▸ Entries provided
▼
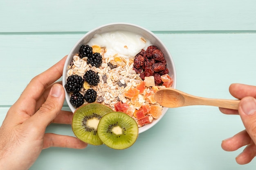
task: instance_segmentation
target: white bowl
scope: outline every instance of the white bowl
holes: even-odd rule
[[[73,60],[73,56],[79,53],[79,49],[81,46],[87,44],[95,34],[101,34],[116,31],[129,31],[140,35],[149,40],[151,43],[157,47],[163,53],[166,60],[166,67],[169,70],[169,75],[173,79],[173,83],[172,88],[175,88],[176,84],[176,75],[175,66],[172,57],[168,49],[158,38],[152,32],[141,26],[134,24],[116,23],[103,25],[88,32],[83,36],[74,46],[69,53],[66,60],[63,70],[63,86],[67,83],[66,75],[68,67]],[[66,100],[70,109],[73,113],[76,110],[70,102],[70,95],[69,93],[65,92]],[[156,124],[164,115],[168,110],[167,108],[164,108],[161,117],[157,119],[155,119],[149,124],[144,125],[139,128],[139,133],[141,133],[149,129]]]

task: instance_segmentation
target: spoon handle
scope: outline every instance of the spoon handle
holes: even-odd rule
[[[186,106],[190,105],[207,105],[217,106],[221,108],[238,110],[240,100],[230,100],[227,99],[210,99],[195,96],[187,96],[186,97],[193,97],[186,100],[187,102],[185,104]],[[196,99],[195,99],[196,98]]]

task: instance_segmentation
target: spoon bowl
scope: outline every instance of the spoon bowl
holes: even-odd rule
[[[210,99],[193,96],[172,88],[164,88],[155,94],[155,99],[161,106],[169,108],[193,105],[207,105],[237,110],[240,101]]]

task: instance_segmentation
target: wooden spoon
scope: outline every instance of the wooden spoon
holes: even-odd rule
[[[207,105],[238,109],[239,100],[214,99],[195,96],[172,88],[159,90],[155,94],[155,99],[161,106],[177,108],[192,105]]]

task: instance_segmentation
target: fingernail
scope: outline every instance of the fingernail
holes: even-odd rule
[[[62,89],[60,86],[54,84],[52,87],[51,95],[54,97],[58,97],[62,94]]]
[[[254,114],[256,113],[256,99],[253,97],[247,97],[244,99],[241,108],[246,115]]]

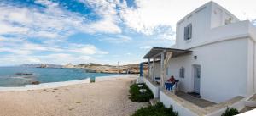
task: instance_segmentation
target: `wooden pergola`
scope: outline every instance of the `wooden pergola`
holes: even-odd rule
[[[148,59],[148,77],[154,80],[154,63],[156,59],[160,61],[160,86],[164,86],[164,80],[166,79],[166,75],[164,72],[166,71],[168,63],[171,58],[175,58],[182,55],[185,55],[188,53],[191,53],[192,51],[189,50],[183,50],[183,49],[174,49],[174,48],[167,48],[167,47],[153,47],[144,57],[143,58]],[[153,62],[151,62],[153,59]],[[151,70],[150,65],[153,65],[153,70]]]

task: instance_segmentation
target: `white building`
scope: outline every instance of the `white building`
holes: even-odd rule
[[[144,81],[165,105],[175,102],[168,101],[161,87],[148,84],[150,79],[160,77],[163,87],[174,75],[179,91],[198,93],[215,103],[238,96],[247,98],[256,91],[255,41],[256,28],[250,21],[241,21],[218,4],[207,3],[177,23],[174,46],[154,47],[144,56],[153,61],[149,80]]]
▲
▸ Exercise
Output the data above without changes, apart from leaving out the pictures.

▸ Answer to this problem
task: instance_segmentation
target: white bowl
scope: outline every instance of the white bowl
holes: even-odd rule
[[[73,60],[73,56],[79,53],[79,49],[81,46],[87,44],[95,34],[101,34],[116,31],[129,31],[140,35],[149,40],[151,43],[157,47],[163,53],[166,60],[166,67],[169,70],[169,75],[173,79],[173,83],[172,88],[175,88],[176,84],[176,75],[175,66],[172,57],[168,49],[158,38],[152,32],[141,26],[134,24],[116,23],[103,25],[88,32],[83,36],[74,46],[69,53],[66,60],[63,70],[63,86],[67,83],[66,75],[68,67]],[[66,100],[70,109],[73,113],[76,110],[70,102],[70,95],[69,93],[65,92]],[[156,124],[164,115],[168,110],[167,108],[164,108],[161,117],[157,119],[155,119],[149,124],[144,125],[139,128],[139,133],[141,133],[149,129]]]

task: instance_segmentation
target: spoon handle
scope: outline every instance of the spoon handle
holes: even-odd rule
[[[186,106],[190,105],[207,105],[217,106],[221,108],[238,110],[240,100],[230,100],[227,99],[210,99],[195,96],[187,96],[186,97],[193,97],[186,100],[187,102],[185,104]],[[196,99],[195,99],[196,98]]]

task: instance_segmentation
target: spoon bowl
scope: outline every instance of the spoon bowl
holes: even-odd rule
[[[210,99],[193,96],[172,88],[164,88],[155,94],[155,99],[161,106],[169,108],[193,105],[207,105],[237,110],[240,101]]]

task: instance_segmentation
target: wooden spoon
scope: outline every instance of the wooden spoon
holes: even-odd rule
[[[207,105],[238,109],[239,100],[214,99],[195,96],[172,88],[159,90],[155,94],[155,99],[161,106],[177,108],[192,105]]]

task: instance_segmentation
target: fingernail
scope: outline every instance of the fingernail
holes: even-odd rule
[[[62,89],[60,86],[54,84],[52,87],[51,95],[54,97],[58,97],[62,94]]]
[[[254,114],[256,113],[256,99],[253,97],[247,97],[244,99],[241,108],[246,115]]]

task: instance_segmentation
target: `wooden pergola`
scope: outline every instance of the `wooden pergola`
holes: even-odd rule
[[[148,59],[148,77],[154,80],[154,63],[156,59],[160,61],[160,86],[164,86],[164,80],[166,79],[166,75],[164,72],[166,71],[168,63],[171,58],[175,58],[182,55],[185,55],[188,53],[191,53],[192,51],[189,50],[183,50],[183,49],[174,49],[174,48],[167,48],[167,47],[153,47],[144,57],[143,58]],[[153,62],[151,62],[153,59]],[[151,70],[150,65],[153,65],[153,70]]]

task: instance_segmentation
target: `white building`
scope: outline every instance of the `white building`
holes: even-odd rule
[[[144,81],[165,105],[175,102],[168,101],[161,87],[148,84],[150,79],[160,77],[163,87],[174,75],[179,91],[198,93],[215,103],[238,96],[247,98],[256,91],[255,41],[256,28],[250,21],[241,21],[218,4],[207,3],[177,23],[174,46],[154,47],[144,56],[153,61],[149,80]]]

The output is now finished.